Rewrite the items below, changing "noun phrase" to "target phrase" everywhere and keeping all other text the same. Leave the pictures out of your version.

--

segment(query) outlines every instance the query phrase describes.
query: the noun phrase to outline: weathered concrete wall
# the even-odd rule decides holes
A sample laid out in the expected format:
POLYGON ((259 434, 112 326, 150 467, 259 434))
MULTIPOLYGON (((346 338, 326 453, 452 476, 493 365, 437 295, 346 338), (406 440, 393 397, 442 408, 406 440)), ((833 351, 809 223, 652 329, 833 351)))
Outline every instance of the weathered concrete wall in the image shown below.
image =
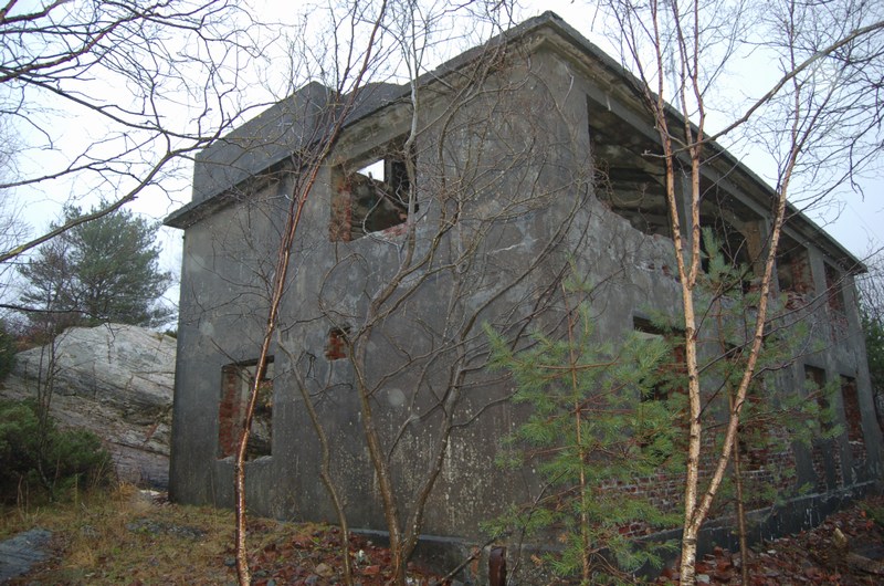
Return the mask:
MULTIPOLYGON (((480 521, 522 502, 537 486, 530 470, 516 478, 494 465, 499 439, 524 412, 505 400, 511 383, 483 368, 483 324, 511 336, 555 329, 565 311, 559 279, 571 260, 597 285, 597 331, 607 338, 631 331, 636 317, 680 313, 672 241, 634 229, 596 197, 587 96, 613 101, 625 121, 624 135, 652 136, 653 129, 635 126, 636 115, 617 105, 622 94, 555 42, 529 50, 511 52, 481 84, 464 82, 455 102, 448 93, 425 94, 411 252, 399 227, 350 241, 329 237, 330 224, 339 221, 333 196, 341 169, 358 167, 400 140, 410 125, 408 104, 354 122, 322 169, 295 241, 272 348, 271 456, 246 467, 253 511, 335 521, 319 482, 320 450, 303 389, 332 440, 330 472, 350 525, 385 527, 362 431, 361 390, 381 430, 403 507, 420 491, 439 431, 451 416, 448 425, 456 427, 424 532, 477 540, 480 521), (397 286, 386 291, 393 281, 397 286), (333 359, 339 348, 327 350, 333 331, 347 332, 348 357, 333 359)), ((210 179, 207 189, 220 189, 220 179, 210 179)), ((232 503, 232 462, 219 458, 218 447, 221 372, 256 357, 277 236, 293 189, 284 167, 262 181, 251 189, 248 181, 240 184, 242 192, 234 190, 227 207, 186 232, 171 463, 172 498, 185 502, 232 503)), ((824 300, 824 254, 813 244, 809 250, 824 300)), ((855 300, 851 291, 845 297, 846 329, 836 342, 824 302, 802 310, 813 320, 811 342, 827 342, 809 343, 812 353, 782 375, 789 393, 803 393, 806 362, 856 380, 867 464, 853 462, 846 437, 833 440, 850 472, 835 482, 840 486, 877 478, 881 462, 855 300)), ((799 481, 818 479, 807 450, 794 458, 799 481)), ((835 472, 832 468, 830 475, 835 472)), ((643 490, 671 502, 677 481, 664 479, 643 490)))

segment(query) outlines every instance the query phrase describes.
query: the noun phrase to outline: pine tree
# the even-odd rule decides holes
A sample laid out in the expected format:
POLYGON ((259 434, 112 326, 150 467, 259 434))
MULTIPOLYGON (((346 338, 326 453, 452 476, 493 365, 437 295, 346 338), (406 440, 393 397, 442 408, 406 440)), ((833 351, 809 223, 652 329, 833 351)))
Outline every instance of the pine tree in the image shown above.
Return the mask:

--

- Written reply:
segment(query) outlines every instance the query phrase describes.
query: the target phrase to outline: weathered concrete wall
# the even-odd rule decides holes
A sample laid out in the expected format:
POLYGON ((259 434, 112 326, 150 467, 259 434))
MULTIPOLYGON (((346 338, 326 453, 452 476, 493 365, 437 295, 346 338), (406 440, 393 397, 442 408, 406 440)), ((833 351, 809 223, 652 329, 833 351)))
Outline every instance of the weathered concrete wall in the image shown below.
image =
Return the mask:
MULTIPOLYGON (((480 521, 522 502, 537 486, 530 470, 516 478, 494 465, 499 439, 524 412, 505 400, 511 383, 483 368, 483 324, 511 336, 555 329, 565 311, 559 279, 571 260, 597 285, 597 331, 607 338, 631 331, 636 317, 680 313, 672 241, 634 229, 596 197, 587 96, 613 101, 625 121, 624 135, 652 136, 653 129, 635 126, 636 115, 617 105, 622 94, 555 42, 529 50, 511 52, 481 84, 464 82, 455 102, 448 93, 425 94, 411 252, 399 227, 350 241, 329 237, 330 224, 339 221, 333 196, 341 169, 358 167, 400 140, 410 125, 408 104, 354 122, 322 169, 295 241, 272 348, 271 456, 246 467, 253 511, 335 521, 319 482, 320 450, 303 389, 332 440, 330 472, 350 525, 385 527, 362 431, 361 390, 381 430, 403 507, 420 491, 439 431, 451 416, 448 425, 456 427, 424 532, 477 540, 480 521), (397 286, 386 291, 393 281, 397 286), (333 359, 339 348, 327 350, 333 331, 347 332, 348 357, 333 359)), ((210 179, 207 189, 220 189, 220 179, 210 179)), ((232 503, 232 462, 219 458, 218 447, 221 372, 256 357, 277 236, 293 189, 284 167, 262 181, 251 189, 248 181, 240 184, 242 192, 234 190, 227 207, 186 232, 171 463, 172 498, 185 502, 232 503)), ((824 300, 824 254, 813 244, 809 250, 824 300)), ((855 300, 851 291, 845 297, 846 329, 836 342, 824 302, 802 310, 813 320, 811 342, 827 342, 809 343, 812 353, 782 375, 789 393, 803 393, 806 362, 856 380, 867 464, 853 462, 846 437, 833 440, 850 472, 835 482, 840 486, 877 478, 881 462, 855 300)), ((799 481, 818 479, 807 450, 794 458, 799 481)), ((835 472, 832 468, 830 475, 835 472)), ((643 490, 671 502, 677 481, 664 479, 643 490)))

segment(query) outlines every instance the query phrase describes.
query: the target phrase to outline: pine tree
# the even-odd rule decides holes
A sample laid out in the expected format:
POLYGON ((259 434, 112 326, 150 467, 259 434))
MULTIPOLYGON (((346 338, 326 453, 452 476, 493 365, 437 295, 346 338), (406 440, 393 397, 442 408, 406 440)), ((833 351, 809 223, 652 329, 833 351)))
Outline every instance of the pine tree in the image shown above.
Return the mask:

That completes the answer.